= Set problem =
Transcribe the listing in full, excluding any pictures.

━━━━━━━━━━━━━━━━━━━━━━━━━━━━━━

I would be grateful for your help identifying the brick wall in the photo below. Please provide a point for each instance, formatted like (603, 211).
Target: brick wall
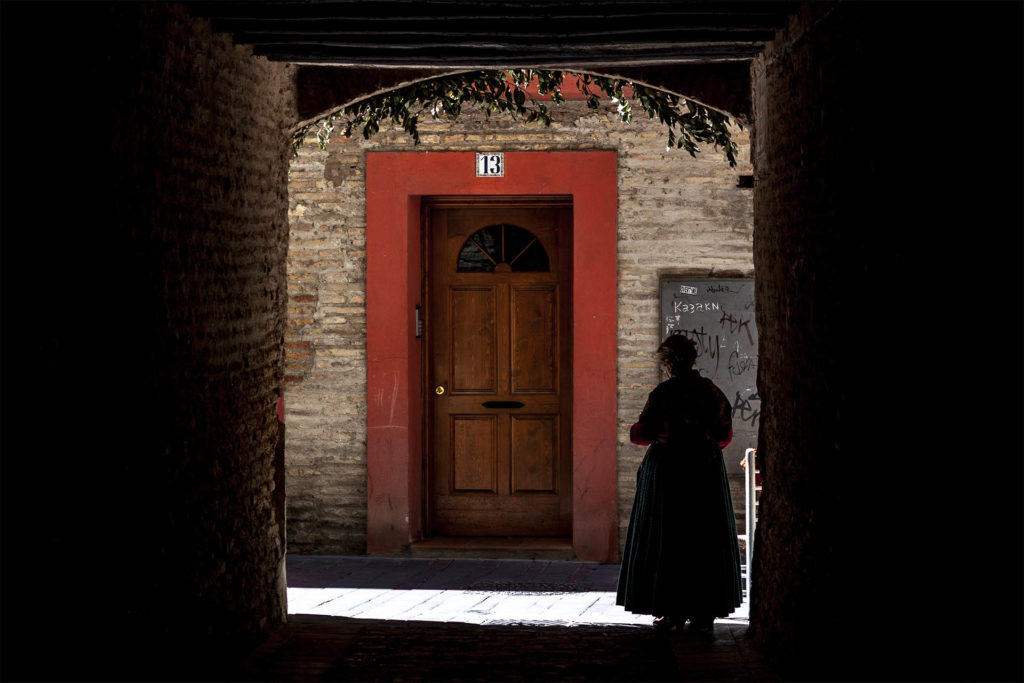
(148, 359)
(677, 215)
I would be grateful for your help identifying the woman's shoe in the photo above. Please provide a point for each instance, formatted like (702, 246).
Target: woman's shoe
(668, 623)
(702, 625)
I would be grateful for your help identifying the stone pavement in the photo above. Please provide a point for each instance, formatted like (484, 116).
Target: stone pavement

━━━━━━━━━━━━━━━━━━━━━━━━━━━━━━

= Task result =
I would be grateful for your help identifying the brick wall in the photo below. Please provide a point for each instance, formatted like (603, 211).
Target: brick wall
(148, 359)
(677, 215)
I would be grateful for your help identifying the woman's shoe in the photo above. Please provide a point for each instance, formatted like (702, 246).
Target: woman's shoe
(668, 623)
(702, 625)
I would be grateful for your help identifying the stone pavement in the photo above. Please provide a point for each instance, formatted like (484, 116).
Target: stone pavement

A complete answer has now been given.